TASK REQUIREMENTS:
Carry over every line from the one containing "body in this photo and return bounding boxes" through the end of the records, both included, adding 129 to each bounding-box coordinate in the answers. Include no other lines.

RECORDS PROVIDED:
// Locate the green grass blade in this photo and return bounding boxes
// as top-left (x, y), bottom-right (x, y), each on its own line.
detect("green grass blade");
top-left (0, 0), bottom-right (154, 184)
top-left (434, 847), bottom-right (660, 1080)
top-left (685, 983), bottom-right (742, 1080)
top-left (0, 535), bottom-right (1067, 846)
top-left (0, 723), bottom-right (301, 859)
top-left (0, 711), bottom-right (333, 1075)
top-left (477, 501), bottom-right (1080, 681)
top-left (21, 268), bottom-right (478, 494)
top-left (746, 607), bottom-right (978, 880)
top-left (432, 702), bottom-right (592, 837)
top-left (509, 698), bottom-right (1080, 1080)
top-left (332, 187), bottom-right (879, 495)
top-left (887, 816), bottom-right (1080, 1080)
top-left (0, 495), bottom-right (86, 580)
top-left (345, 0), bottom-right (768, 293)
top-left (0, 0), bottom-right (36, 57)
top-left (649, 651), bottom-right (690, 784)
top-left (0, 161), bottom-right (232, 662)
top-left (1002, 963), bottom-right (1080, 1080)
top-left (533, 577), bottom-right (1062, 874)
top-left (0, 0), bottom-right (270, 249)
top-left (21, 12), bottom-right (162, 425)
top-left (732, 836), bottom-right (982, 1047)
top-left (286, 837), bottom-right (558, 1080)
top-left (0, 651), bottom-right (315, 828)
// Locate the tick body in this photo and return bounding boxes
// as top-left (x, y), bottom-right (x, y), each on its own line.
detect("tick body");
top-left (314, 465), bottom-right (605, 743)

ANSWER TO THE TASK:
// Locate the tick body in this photo and return bounding boxes
// as top-left (x, y), bottom-right (x, y), each on its own line.
detect("tick body");
top-left (443, 594), bottom-right (734, 872)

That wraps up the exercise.